* _Brief a_
Copy the entries exactly, from the line containing "Task: point out each instance of the forest path" through the last line of the entries, including both ends.

* _Text segment_
╭──
The Progress of Love by Alice Munro

An intimate and transforming short story collection

Image | BOOK COVER: The Progress of Love by Alice Munro

With the ease and mastery that have won extraordinary acclaim for her writing, these eleven stories by Alice Munro explore the most intimate and transforming moments of experience—moments when the shape of life is set, moments of realization about the burden, the power, and the nature of love.
A divorced woman returns to her childhood home where she confronts the memory of her parents' confounding yet deep bond. The accidental near-drowning of a child exposes the fragility of the trust between children and parents. A young man, remembering a terrifying childhood incident, wrestles with the responsibility he has always felt for his younger brother.
In these and other stories Alice Munro proves once again a sensitive and compassionate chronicler of our times. Drawing us into the most intimate corners of ordinary lives, she reveals much about ourselves, our choices, and our experiences of love. (From Penguin Canada)
The Progress of Love won the Governor General's Literary Award for fiction in 1986.
Literary legend Alice Munro died on May 13, 2024 at the age of 92. The Canadian writer is revered worldwide as a master of the short story, with 14 acclaimed collections and a Nobel Prize — the 13th woman and second Canadian, after Saul Bellows, to ever receive that honour.
╰──
* _Provided information_
╭──
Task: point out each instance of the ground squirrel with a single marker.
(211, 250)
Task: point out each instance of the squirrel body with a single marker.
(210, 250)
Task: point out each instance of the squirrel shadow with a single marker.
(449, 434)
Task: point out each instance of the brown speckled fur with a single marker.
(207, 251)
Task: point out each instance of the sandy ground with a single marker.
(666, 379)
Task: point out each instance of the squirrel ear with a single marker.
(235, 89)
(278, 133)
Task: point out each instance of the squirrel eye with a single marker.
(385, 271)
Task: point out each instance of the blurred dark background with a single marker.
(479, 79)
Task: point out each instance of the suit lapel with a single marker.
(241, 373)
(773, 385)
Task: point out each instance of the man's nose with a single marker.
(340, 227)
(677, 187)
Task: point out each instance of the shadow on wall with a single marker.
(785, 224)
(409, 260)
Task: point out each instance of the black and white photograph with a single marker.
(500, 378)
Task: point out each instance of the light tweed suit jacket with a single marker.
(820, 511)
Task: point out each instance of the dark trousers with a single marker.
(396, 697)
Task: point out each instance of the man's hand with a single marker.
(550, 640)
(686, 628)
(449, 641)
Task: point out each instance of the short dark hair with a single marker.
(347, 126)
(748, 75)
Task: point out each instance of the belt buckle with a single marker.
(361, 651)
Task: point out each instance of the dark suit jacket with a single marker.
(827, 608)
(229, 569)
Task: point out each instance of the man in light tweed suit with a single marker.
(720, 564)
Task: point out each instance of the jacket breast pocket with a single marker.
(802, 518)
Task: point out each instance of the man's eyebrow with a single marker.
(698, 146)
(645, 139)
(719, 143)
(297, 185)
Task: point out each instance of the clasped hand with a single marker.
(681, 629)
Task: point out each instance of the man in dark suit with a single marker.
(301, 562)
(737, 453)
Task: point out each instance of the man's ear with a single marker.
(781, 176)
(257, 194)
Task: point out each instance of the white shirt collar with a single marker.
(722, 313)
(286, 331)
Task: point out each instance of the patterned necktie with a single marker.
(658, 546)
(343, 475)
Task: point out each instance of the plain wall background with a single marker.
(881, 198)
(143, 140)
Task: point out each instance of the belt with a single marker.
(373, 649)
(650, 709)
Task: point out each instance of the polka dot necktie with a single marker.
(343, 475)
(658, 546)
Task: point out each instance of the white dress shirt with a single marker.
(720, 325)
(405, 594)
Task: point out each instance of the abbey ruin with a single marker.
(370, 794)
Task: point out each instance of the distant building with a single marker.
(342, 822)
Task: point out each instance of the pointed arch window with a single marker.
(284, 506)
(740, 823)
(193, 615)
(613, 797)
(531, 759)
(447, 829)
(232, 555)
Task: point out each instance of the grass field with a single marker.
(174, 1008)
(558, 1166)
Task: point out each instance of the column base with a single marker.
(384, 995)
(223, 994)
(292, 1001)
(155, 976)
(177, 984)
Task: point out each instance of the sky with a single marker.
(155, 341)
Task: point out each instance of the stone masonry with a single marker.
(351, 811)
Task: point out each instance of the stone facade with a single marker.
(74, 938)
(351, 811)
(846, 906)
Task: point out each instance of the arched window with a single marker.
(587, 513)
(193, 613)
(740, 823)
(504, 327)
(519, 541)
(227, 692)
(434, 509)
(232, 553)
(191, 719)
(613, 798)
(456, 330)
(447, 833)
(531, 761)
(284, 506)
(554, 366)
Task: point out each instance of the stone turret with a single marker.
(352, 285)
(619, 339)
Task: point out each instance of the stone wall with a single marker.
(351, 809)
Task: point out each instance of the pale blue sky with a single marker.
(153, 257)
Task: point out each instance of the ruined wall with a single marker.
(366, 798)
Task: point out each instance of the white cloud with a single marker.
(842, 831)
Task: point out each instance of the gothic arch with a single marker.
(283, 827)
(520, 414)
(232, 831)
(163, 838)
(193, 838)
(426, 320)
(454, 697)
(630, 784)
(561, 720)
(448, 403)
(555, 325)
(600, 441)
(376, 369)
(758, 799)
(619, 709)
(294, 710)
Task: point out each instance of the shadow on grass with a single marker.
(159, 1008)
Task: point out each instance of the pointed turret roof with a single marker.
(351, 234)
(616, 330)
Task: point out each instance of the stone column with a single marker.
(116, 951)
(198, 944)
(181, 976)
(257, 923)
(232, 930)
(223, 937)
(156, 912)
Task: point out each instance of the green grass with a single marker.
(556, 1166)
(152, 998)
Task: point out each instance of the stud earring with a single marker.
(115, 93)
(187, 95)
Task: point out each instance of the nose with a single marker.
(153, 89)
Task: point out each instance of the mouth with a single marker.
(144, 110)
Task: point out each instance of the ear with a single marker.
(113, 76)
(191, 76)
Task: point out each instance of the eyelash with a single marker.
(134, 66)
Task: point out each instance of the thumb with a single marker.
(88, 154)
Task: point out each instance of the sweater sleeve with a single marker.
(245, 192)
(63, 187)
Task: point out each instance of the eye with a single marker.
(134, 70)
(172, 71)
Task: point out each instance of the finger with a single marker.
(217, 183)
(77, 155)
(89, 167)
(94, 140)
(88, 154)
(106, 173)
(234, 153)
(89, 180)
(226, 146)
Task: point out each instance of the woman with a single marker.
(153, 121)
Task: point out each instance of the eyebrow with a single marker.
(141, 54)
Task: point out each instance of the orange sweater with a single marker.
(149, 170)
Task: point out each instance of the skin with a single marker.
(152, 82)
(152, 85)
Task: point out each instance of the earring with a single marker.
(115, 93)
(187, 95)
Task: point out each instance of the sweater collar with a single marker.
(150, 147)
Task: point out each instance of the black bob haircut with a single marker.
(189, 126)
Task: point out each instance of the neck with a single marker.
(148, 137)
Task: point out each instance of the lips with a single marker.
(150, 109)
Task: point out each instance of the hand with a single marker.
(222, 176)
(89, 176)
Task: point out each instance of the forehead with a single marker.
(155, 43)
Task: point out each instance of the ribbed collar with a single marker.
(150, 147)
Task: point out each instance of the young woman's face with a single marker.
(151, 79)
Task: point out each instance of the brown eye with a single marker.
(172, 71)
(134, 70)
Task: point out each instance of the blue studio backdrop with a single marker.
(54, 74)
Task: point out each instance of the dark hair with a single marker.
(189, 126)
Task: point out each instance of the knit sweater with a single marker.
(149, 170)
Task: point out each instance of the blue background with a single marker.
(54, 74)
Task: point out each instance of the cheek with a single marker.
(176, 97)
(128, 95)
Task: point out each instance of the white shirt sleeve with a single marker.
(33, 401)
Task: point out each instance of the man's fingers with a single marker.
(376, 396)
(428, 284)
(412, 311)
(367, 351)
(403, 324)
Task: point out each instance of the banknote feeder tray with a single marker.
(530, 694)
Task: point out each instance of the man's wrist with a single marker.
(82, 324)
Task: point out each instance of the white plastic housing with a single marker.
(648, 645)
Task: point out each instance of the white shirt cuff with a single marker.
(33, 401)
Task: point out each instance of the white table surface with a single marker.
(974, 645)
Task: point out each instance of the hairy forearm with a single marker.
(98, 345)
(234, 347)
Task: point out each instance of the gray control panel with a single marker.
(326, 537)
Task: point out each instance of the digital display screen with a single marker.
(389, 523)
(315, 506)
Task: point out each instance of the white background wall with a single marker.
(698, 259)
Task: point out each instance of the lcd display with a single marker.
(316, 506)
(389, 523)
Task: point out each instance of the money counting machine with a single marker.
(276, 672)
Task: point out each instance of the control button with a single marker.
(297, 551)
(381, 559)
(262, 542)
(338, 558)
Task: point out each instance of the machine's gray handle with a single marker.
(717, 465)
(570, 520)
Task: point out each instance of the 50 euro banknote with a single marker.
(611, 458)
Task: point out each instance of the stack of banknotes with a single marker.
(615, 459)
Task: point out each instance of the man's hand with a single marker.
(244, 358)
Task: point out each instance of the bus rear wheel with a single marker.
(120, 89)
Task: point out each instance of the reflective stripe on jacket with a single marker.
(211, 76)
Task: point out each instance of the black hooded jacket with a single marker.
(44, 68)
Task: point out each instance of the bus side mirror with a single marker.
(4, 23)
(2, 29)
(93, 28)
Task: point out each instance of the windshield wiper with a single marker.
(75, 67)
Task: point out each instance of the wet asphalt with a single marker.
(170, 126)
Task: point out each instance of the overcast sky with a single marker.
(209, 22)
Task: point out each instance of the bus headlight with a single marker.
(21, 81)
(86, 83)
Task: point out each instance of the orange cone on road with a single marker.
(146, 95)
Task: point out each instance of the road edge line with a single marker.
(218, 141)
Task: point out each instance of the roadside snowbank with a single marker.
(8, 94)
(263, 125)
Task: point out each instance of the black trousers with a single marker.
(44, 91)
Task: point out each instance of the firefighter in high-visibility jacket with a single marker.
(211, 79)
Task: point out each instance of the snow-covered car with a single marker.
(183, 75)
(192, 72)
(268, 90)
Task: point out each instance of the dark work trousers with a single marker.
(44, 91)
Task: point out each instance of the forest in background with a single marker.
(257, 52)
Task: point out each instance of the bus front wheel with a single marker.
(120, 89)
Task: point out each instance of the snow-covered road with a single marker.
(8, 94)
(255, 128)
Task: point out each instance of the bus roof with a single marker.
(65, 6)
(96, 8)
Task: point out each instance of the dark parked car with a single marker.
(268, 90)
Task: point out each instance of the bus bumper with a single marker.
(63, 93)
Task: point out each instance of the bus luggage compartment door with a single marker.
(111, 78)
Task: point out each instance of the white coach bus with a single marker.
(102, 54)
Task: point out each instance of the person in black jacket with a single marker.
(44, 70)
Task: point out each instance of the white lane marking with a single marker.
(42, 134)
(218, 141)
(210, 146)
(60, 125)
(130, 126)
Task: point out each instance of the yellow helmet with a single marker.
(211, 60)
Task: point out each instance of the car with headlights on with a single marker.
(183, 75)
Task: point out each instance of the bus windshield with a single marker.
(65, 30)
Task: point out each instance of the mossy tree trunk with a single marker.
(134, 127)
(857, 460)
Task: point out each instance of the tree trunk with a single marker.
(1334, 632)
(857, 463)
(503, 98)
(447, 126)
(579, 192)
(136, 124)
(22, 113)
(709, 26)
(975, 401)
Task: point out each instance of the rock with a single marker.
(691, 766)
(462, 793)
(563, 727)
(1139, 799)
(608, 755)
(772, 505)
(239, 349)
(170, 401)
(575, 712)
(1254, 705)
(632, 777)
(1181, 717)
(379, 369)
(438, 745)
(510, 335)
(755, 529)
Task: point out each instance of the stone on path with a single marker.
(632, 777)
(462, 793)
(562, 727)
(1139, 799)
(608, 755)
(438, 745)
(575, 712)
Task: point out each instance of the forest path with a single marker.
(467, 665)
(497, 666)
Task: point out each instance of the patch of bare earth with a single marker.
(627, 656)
╰──
* _Brief b_
Continue the description of Alice Munro's collection The Progress of Love, starting after its final sentence.

* _Result a_
Task: point out each instance of the forest path with a single marker.
(467, 665)
(497, 666)
Task: point out each instance of the patch of bare earth with a single marker.
(627, 656)

* _Result b_
Munro's work has won two Scotiabank Giller Prizes, three Governor General's Literary Awards and the Man Booker International Prize. Her first book, Dance of the Happy Shades, was released in 1968, and she continued to write stories, often contributing to The New Yorker, until retiring in 2013. In books like Lives of Girls and Women, The Love of a Good Woman and Runaway, Munro captured the inner lives of men and women in rural Canada. Her work is inspired by her own upbringing in Wingham, Ont.
Read an excerpt | Author interviews

From the book

People doing something that seems to them natural and necessary. At least, one of them is doing what seems natural and necessary, and the other believes that the important thing is for that person to be free, to go ahead. They understand that other people might not think so. They do not care.

From The Progress of Love by Alice Munro ©1986. Published by Penguin Canada.

Author interviews

Media Video | The National : Art of the short story

Caption: If Nobel Prize winning author Alice Munro mastered the contemporary short story, what can new writers do with the form?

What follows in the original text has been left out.